Aim of the task
State how many lines in the records below contain the string "oven", and reply with that number alone.

Rows
>>>
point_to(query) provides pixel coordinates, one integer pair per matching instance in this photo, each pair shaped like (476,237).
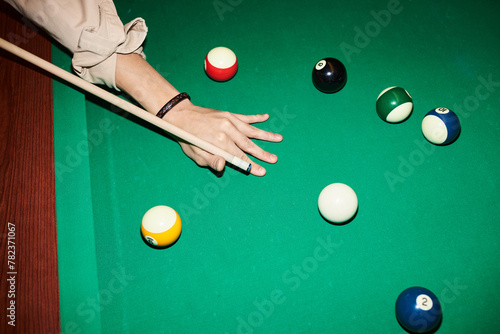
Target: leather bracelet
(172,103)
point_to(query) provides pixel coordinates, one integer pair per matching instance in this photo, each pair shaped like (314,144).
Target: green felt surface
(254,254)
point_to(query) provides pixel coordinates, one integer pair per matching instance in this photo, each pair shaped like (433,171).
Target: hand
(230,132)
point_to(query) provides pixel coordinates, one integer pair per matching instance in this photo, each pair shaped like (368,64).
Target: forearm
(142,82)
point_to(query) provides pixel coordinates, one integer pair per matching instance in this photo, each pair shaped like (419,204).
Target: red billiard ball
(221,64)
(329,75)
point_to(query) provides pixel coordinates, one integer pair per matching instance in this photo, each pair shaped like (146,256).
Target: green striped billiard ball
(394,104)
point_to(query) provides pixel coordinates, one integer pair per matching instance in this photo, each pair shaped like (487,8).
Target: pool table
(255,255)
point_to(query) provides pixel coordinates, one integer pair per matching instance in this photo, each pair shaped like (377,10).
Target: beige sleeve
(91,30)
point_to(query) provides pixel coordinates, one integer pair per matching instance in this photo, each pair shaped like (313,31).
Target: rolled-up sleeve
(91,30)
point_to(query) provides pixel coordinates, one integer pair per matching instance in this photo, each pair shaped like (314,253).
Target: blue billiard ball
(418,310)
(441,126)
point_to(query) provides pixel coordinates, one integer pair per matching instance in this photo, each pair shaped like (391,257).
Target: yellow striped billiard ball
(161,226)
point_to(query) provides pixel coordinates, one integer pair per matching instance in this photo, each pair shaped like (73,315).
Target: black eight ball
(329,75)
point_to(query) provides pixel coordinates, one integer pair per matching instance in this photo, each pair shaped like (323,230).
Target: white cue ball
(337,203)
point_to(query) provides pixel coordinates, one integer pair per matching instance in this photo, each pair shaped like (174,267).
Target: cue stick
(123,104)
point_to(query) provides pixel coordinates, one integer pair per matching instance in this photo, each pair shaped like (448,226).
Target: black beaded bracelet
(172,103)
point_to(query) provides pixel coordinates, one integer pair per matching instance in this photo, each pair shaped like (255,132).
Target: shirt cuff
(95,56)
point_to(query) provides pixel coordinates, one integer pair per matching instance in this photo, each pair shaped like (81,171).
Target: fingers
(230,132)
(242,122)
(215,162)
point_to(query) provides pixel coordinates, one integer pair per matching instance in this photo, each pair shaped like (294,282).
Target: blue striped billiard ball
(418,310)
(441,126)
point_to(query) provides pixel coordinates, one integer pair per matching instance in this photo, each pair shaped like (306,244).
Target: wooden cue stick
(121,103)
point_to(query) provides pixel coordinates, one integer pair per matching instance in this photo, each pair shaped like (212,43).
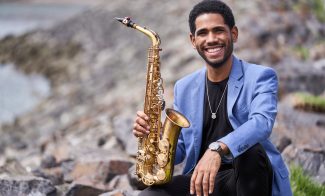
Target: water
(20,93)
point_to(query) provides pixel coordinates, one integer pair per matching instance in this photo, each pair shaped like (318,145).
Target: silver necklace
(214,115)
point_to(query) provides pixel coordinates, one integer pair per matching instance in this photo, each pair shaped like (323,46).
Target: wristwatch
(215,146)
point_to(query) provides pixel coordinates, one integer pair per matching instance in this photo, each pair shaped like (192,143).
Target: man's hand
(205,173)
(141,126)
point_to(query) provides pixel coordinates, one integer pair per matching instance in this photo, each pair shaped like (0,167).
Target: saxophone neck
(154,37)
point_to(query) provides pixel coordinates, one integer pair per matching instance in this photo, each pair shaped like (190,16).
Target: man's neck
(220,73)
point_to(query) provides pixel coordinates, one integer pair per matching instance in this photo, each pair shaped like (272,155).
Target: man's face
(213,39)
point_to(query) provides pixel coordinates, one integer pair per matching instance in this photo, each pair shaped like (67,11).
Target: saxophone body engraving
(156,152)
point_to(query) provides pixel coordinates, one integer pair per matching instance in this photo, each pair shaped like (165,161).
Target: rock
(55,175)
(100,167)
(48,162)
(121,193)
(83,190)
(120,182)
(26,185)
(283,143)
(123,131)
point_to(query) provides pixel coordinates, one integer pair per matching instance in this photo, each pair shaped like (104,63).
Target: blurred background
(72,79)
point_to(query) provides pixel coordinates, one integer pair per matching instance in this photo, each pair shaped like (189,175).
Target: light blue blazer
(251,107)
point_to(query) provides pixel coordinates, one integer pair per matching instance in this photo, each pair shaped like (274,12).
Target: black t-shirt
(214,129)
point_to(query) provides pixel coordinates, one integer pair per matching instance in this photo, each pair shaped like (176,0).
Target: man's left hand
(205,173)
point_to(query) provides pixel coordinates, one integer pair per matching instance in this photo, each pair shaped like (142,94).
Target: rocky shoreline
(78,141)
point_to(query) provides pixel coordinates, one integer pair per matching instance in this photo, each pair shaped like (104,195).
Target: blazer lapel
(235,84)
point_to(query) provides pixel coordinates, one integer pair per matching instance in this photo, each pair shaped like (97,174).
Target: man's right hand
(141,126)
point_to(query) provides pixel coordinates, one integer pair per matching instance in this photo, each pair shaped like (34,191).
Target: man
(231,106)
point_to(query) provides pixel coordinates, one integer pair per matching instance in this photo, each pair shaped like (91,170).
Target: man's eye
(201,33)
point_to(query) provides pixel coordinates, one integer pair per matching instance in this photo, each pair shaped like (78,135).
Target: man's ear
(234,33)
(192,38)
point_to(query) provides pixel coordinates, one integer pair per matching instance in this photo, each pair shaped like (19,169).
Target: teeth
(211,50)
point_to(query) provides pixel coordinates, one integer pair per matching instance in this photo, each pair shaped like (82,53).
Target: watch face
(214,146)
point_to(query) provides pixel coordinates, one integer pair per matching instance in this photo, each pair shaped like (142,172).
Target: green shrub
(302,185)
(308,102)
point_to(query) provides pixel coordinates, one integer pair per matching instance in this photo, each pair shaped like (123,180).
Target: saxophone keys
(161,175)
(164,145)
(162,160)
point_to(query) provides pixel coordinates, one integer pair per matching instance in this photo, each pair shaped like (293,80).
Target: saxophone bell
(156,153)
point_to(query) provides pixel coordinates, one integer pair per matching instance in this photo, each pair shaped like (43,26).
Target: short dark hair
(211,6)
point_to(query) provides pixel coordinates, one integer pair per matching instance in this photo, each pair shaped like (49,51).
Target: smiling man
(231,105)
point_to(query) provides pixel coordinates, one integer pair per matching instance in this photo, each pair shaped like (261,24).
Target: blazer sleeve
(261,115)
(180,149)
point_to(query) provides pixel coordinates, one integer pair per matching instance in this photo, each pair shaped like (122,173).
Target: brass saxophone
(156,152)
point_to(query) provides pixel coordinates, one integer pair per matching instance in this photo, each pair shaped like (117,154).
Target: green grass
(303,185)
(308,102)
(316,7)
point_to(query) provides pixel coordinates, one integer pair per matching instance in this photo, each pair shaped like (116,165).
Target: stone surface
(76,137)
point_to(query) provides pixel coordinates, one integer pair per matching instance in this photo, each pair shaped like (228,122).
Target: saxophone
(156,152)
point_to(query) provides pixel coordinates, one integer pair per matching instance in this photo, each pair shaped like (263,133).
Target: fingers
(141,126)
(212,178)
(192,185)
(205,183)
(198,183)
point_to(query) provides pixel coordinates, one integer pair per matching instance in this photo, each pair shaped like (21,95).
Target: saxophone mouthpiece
<<<
>>>
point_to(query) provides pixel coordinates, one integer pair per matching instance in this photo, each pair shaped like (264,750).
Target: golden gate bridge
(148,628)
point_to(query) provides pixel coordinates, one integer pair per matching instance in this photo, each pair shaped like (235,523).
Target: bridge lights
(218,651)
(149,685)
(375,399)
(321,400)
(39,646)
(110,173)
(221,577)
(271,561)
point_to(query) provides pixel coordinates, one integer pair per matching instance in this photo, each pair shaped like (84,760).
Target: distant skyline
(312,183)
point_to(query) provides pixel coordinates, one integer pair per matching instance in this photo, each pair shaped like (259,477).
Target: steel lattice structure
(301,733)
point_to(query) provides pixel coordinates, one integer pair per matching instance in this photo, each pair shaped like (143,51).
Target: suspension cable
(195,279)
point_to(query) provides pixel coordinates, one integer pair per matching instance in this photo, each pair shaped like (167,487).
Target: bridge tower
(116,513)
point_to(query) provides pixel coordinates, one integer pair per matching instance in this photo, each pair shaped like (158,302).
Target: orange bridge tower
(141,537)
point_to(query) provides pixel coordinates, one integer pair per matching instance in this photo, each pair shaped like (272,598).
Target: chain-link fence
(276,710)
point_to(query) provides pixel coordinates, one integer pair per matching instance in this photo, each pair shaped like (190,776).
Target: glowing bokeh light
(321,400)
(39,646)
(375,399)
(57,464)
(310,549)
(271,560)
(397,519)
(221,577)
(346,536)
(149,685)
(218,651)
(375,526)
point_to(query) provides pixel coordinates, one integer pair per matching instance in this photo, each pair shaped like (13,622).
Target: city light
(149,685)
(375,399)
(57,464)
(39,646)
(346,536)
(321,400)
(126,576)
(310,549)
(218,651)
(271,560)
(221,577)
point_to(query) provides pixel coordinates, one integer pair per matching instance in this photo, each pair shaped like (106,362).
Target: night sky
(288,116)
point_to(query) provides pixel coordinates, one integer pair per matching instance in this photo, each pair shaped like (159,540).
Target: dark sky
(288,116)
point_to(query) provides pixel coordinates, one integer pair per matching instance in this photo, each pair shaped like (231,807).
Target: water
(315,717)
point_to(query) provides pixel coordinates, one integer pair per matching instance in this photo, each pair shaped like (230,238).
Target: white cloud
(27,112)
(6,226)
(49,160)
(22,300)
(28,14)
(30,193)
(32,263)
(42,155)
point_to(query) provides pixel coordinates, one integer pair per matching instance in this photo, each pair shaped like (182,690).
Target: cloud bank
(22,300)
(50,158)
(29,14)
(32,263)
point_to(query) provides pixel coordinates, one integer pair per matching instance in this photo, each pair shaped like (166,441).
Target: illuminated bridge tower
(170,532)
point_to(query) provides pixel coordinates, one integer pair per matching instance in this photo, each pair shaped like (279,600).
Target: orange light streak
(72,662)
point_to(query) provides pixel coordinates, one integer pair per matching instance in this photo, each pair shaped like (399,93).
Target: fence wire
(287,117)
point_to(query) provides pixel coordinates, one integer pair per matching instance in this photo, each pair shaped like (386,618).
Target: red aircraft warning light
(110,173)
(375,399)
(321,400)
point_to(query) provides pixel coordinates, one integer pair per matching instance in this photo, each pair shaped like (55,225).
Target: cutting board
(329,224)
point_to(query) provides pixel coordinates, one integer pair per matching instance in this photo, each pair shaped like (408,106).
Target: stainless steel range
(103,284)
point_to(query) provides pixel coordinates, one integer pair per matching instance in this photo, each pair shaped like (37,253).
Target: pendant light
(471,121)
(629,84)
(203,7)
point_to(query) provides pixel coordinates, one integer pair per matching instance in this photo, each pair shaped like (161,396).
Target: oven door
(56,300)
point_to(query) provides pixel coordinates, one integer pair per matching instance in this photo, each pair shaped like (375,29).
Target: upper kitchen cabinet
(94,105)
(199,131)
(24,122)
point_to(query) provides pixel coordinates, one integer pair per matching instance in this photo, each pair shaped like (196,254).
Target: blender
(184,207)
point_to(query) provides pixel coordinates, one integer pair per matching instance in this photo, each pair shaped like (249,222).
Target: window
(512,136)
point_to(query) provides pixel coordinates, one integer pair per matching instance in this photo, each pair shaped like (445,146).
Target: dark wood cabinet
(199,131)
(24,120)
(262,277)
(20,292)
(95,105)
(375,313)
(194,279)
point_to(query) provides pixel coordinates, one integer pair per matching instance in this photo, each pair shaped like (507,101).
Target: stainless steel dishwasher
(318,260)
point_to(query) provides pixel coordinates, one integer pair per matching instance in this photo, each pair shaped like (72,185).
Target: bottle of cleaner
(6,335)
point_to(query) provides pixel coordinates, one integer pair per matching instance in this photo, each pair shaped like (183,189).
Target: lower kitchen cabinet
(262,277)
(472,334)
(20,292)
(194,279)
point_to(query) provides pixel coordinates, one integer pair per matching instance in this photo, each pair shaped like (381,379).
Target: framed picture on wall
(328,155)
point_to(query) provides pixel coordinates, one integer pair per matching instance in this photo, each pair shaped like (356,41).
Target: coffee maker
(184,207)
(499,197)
<<<
>>>
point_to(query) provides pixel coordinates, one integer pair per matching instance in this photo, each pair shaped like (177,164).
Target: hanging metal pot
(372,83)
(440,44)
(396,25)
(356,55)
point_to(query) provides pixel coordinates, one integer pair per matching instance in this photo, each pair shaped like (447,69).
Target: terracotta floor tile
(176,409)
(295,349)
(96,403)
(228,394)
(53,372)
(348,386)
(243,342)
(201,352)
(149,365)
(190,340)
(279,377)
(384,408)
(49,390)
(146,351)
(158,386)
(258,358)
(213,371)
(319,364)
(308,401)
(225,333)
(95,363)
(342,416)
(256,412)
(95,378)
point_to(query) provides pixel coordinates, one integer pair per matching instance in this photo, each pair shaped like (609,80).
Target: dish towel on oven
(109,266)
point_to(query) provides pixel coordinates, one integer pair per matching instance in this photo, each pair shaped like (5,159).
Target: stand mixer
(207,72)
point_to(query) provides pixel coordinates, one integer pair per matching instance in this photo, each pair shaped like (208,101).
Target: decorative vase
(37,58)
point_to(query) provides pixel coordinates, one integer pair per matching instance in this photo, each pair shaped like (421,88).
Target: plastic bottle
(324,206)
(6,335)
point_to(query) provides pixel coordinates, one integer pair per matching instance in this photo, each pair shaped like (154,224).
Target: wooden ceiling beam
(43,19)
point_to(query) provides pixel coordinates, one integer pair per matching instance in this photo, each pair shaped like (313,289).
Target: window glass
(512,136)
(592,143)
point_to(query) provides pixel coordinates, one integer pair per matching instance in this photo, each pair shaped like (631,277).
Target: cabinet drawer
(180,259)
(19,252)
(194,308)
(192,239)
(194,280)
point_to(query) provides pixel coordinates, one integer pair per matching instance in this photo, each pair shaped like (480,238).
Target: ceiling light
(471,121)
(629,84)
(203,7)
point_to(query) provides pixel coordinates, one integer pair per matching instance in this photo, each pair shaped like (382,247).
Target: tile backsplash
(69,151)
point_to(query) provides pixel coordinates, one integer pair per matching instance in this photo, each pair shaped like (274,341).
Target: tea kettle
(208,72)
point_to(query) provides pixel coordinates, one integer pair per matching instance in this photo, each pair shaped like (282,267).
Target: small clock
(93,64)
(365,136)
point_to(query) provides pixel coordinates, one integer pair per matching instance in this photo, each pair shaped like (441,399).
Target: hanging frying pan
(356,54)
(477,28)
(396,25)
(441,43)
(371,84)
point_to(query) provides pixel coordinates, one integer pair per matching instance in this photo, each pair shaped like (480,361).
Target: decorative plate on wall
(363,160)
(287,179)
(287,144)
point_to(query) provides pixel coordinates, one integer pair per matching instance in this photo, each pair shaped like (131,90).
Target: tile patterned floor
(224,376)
<<<
Response to this task
2